| To be done |
Reproduce word for word the lines of the data below, beginning with the line that contains "Q: innermost point of each instance of the white latex" and continuing through the last line of the data.

| Supplied data |

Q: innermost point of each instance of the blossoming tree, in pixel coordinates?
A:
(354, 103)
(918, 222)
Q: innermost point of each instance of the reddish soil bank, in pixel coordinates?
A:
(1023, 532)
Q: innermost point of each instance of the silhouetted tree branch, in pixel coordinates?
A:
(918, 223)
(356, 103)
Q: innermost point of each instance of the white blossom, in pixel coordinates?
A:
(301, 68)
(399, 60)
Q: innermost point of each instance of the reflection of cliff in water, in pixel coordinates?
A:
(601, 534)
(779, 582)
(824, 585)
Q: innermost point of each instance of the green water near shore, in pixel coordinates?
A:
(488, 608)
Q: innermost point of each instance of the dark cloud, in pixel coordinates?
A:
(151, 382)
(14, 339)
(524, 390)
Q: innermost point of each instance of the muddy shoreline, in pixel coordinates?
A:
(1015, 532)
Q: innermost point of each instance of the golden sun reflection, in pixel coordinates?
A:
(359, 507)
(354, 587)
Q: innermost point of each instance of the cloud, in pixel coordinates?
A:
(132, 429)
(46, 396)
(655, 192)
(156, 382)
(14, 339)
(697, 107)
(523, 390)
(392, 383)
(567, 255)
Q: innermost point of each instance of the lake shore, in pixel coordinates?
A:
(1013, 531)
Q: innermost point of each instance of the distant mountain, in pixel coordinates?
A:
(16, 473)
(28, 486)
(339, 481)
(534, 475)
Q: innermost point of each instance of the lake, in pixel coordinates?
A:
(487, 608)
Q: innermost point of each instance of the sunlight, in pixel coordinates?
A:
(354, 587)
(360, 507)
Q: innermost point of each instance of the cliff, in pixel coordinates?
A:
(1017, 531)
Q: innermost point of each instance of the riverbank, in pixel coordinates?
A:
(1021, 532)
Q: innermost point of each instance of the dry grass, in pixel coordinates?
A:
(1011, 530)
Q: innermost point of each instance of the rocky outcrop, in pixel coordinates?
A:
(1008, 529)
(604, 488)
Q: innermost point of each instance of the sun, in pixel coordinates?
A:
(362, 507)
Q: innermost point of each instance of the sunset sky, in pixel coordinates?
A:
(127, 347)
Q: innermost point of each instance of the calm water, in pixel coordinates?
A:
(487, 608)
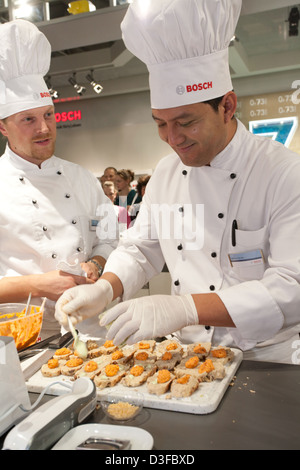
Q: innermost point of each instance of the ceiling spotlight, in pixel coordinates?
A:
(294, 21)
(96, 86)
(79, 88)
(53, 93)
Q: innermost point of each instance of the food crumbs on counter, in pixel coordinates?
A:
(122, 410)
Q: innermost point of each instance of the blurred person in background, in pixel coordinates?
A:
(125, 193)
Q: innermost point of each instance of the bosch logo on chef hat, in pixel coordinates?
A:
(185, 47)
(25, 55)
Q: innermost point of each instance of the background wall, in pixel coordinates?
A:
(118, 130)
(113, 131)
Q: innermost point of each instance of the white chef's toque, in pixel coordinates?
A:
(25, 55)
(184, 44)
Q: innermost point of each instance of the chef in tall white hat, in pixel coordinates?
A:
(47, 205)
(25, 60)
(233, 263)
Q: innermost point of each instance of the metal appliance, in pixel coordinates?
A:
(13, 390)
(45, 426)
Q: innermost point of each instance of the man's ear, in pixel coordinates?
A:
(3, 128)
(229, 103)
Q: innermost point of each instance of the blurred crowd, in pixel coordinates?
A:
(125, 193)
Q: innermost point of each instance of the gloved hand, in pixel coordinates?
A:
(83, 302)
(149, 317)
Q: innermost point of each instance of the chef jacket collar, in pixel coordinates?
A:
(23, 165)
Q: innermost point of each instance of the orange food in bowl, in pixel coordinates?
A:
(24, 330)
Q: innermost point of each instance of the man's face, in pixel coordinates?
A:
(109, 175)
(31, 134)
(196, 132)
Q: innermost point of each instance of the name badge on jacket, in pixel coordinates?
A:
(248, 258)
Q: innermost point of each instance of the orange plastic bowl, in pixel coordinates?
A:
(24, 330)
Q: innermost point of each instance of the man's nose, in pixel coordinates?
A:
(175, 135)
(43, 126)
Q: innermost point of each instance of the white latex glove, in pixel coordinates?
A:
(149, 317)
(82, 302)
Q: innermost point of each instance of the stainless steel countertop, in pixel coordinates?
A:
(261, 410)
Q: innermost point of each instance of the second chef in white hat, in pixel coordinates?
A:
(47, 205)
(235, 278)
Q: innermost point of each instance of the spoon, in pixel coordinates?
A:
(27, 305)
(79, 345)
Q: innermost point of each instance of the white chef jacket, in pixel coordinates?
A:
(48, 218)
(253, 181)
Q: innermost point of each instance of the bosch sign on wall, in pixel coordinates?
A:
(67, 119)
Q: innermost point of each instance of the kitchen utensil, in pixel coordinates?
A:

| Right answer |
Q: innermost point of each instance of the white latex glove, in pixel coordinates?
A:
(149, 317)
(82, 302)
Q: innermost point of each instance of the stainless steel countertop, in pixel coordinates?
A:
(261, 410)
Q: innermost point of each instance of the second chef in white hat, in pixel coordinates?
A:
(47, 205)
(235, 278)
Q: innermost point of each instance of the spoon, in pixel coordinates?
A:
(27, 305)
(79, 345)
Q: innermost point of each instance of the white chef jacket, in pixel coordinates?
A:
(48, 218)
(253, 181)
Q: innermost point of each instance of the bosch sign on wall, in pixel coordinates?
A:
(67, 119)
Q: innermost point of each instance of the kitchen utensil, in pixel coordinates?
A:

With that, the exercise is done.